Вот во что превращается юмор, сделавшийся разящим оружием в чьей угодно руке. Преследователь всякой повторяемости и предсказуемости, он создает собственную жалчайшую повторяемость и предсказуемость. Разумеется, унылое однообразие свойственно всем юмористическим журналам и «Уголкам юмора», равно как и специализированным острякам, взявшим за правило из океана возможных человеческих реакций держаться одной — юмористической. Но главная безнадежность даже не в этом. Самое главное — юмор, этот враг всех и всяческих предписаний, не может быть предписанным. Плоским, вульгарным — сколько угодно, предписанный юмор — это круглый треугольник, это самоотрицающее действие, это подтянутые трусики, открывшие срам. Если заранее известно, кто и за что должен быть осмеян — бюрократ-хапуга («Касьян Жучков возглавлял контору Главсметана…») или мышь-космополитка («А сало русское едят…»), то главная функция юмора уничтожается на корню. А что же остается? Да «Крокодиловы» каламбуры: «Половину плана выполнили на 100 %», «Этот дом как будто никогда не ремонтировали. — Да, он только что построен».
И неловко, и грустно видеть такое поругание человеческого остроумия…
Но юмор обречен на эту убогую роль при подчинении его любому Абсолюту. Ибо каждая абсолютная истина претендует оставаться неизменной всегда и всюду, а юмор именно против этого и восстает.

Исходные данные:
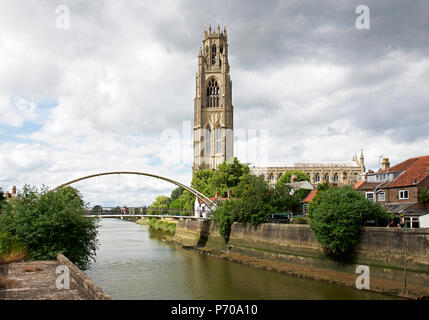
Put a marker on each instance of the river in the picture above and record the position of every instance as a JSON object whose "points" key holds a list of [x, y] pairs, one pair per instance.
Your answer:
{"points": [[133, 264]]}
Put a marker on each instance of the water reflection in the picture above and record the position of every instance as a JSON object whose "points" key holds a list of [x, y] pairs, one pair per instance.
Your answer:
{"points": [[133, 264]]}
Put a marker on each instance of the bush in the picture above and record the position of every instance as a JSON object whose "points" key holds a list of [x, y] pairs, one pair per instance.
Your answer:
{"points": [[48, 223], [336, 219]]}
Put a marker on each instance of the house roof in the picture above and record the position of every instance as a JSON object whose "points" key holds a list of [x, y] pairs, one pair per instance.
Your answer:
{"points": [[310, 196], [212, 199], [414, 170], [359, 183]]}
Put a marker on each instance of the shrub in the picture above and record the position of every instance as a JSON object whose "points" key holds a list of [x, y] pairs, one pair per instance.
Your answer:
{"points": [[336, 219], [48, 223]]}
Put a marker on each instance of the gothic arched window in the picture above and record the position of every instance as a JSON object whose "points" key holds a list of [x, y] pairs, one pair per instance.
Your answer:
{"points": [[206, 142], [212, 94], [213, 55], [326, 177], [219, 140]]}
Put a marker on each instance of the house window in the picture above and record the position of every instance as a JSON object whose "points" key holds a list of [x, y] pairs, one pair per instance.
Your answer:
{"points": [[411, 222], [403, 194], [305, 208]]}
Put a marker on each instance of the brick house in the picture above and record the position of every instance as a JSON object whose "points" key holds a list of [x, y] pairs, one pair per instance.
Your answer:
{"points": [[397, 188]]}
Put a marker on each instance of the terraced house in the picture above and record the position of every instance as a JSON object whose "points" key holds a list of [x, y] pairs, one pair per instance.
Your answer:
{"points": [[397, 188]]}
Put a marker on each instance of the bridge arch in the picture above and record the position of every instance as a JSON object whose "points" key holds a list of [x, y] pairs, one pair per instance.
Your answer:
{"points": [[196, 193]]}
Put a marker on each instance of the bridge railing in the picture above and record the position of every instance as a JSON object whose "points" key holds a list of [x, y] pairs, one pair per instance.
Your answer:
{"points": [[98, 210]]}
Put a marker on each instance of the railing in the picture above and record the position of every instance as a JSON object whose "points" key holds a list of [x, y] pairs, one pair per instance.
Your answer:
{"points": [[98, 210]]}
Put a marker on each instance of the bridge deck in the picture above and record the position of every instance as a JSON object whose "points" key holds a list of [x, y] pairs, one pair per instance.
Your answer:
{"points": [[142, 216]]}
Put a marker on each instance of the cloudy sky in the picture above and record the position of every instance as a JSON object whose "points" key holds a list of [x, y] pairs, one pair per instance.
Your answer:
{"points": [[113, 89]]}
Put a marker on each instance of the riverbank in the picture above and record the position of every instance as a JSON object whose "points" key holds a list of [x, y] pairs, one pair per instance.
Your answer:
{"points": [[37, 280], [292, 249]]}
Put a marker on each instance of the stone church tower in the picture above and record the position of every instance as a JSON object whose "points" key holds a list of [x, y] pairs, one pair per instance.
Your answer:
{"points": [[213, 111]]}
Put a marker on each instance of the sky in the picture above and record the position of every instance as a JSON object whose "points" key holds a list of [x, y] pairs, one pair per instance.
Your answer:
{"points": [[95, 86]]}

Вопросы по материалу:
- a) Что, согласно тексту о юморе, уничтожается на корню, если заранее известно, кто и за что должен быть осмеян?
- b) Перепишите без изменений фрагмент текста о юморе от слов «И неловко, и» до слов «этого и восстает.».

Ответы:
- a) Главная функция юмора.

- b)
И неловко, и грустно видеть такое поругание человеческого остроумия…
Но юмор обречен на эту убогую роль при подчинении его любому Абсолюту. Ибо каждая абсолютная истина претендует оставаться неизменной всегда и всюду, а юмор именно против этого и восстает.